* _EXERCISE DIRECTIONS_: Your task is to set down the records below again, exactly.

════

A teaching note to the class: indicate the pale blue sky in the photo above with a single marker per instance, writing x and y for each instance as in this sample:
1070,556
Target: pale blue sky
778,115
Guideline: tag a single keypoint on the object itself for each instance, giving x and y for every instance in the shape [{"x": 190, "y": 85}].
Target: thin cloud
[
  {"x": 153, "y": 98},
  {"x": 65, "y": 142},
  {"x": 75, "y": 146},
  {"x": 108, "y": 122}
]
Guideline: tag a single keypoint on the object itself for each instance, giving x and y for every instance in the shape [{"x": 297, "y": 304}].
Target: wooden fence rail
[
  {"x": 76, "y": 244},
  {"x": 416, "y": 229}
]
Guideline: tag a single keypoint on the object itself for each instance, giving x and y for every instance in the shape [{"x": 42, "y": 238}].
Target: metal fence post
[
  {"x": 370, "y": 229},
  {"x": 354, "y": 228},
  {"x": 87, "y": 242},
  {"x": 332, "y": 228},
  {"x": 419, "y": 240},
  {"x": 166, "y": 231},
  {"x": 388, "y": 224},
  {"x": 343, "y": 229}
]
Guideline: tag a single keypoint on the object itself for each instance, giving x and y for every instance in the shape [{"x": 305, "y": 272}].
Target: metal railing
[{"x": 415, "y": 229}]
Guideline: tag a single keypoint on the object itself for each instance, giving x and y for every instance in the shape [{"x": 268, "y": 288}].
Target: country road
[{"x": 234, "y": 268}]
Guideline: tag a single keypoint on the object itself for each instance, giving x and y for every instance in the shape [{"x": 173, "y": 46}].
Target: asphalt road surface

════

* _RESPONSE BOX_:
A teaching note to the class: indicate the pale blue sky in the photo above with a single marker per instance, writing x and y for each instance as in this sample:
1070,556
Target: pale blue sky
778,115
Guideline: tag a single keypoint on the object itself for each instance, giving x and y for every instance in the shape [{"x": 190, "y": 85}].
Target: thin cloud
[
  {"x": 153, "y": 98},
  {"x": 65, "y": 142},
  {"x": 75, "y": 146},
  {"x": 108, "y": 122}
]
Guideline: tag a single keypoint on the object itself for each instance, giving x and y for every instance in the shape [{"x": 297, "y": 304}].
Target: wooden fence rail
[
  {"x": 76, "y": 244},
  {"x": 416, "y": 229}
]
Guideline: tag a single keypoint on the object itself for each instance, giving x and y for every instance in the shape [{"x": 42, "y": 238}].
Target: metal fence post
[
  {"x": 370, "y": 229},
  {"x": 354, "y": 228},
  {"x": 87, "y": 242},
  {"x": 332, "y": 228},
  {"x": 419, "y": 240},
  {"x": 166, "y": 231},
  {"x": 388, "y": 224},
  {"x": 343, "y": 229}
]
Guideline: tag a single keypoint on the object itself for each instance, giving x and y for every instance in the shape [{"x": 305, "y": 272}].
Target: metal railing
[{"x": 415, "y": 229}]
Guideline: tag a single keypoint on the object itself for each instance, giving x and y for every instance in the shape [{"x": 268, "y": 288}].
Target: country road
[{"x": 234, "y": 268}]
Guideline: tag a single keypoint on the object itself for each instance, giving x and y for every instance in the shape [{"x": 173, "y": 46}].
Target: asphalt road surface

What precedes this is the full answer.